Brano:
La cosiddetta riforma dell’abuso d’ufficio, insieme all’astuto ridisegno delle norme sul traffico di influenze, apre nuovi entusiasmanti scenari nella giustizia italiana: finalmente ras dell’amministrazione, primari ospedalieri, baroni universitari e altri italiani in posti di potere, potranno indossare senza problemi la felpa con scritto: “Faccio il cazzo che voglio”.
Votata in commissione dalla destra moderata (Forza Italia), dalla destra radicale (Fratelli d’Italia, Lega) e dalla destra saudita (Italia Viva), la riforma veleggia ora verso il Senato, dove forse incontrerà alla buvette le norme che vietano la pubblicazione delle ordinanze cautelari. Due provvedimenti che si sposano alla perfezione: se uno viene arrestato non si potrà scrivere perché e percome, ma d’altra parte possiamo stare tranquilli che per traffico d’influenze o abuso d’ufficio nessuno sarà arrestato: non fa una piega.
Lascerei le questioni giuridiche ai giuristi, comunque, non mi addentrerò nei tecnicismi. Quel che preme sottolineare qui è una rivoluzionaria visione del mondo, per cui essendo il reato scomodo e fastidioso a chi comanda, basta abolirlo. E se resta scomodo, basta non poterne parlare. E in ogni caso i reati, sia chiaro, restano patrimonio dei poveracci. Ecco, non lascerei questa rivoluzione a metà, ma l’amplierei e la preciserei per altri reati. Il furto, per dirne una, va contestualizzato. Un conto è un povero che ruba per invidia sociale, un altro conto è il ricco che ruba per far rendere meglio la refurtiva, investirla, creare posti di lavoro, come è noto facciano i ricchi, munifici e generosi, per aiutare i poveri, dandogli addirittura un salario. Prossima riforma, dunque, presentare l’Isee al momento dell’arresto.

Dati forniti:

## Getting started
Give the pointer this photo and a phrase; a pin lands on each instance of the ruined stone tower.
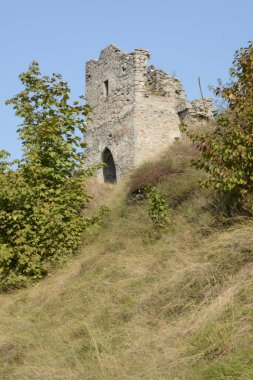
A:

Consegna:
Puoi ricopiare parola per parola tutto il tratto del brano sulla riforma dell'abuso d'ufficio che va da "Votata in commissione" fino a "fa una piega."?

Soluzione:
Votata in commissione dalla destra moderata (Forza Italia), dalla destra radicale (Fratelli d’Italia, Lega) e dalla destra saudita (Italia Viva), la riforma veleggia ora verso il Senato, dove forse incontrerà alla buvette le norme che vietano la pubblicazione delle ordinanze cautelari. Due provvedimenti che si sposano alla perfezione: se uno viene arrestato non si potrà scrivere perché e percome, ma d’altra parte possiamo stare tranquilli che per traffico d’influenze o abuso d’ufficio nessuno sarà arrestato: non fa una piega.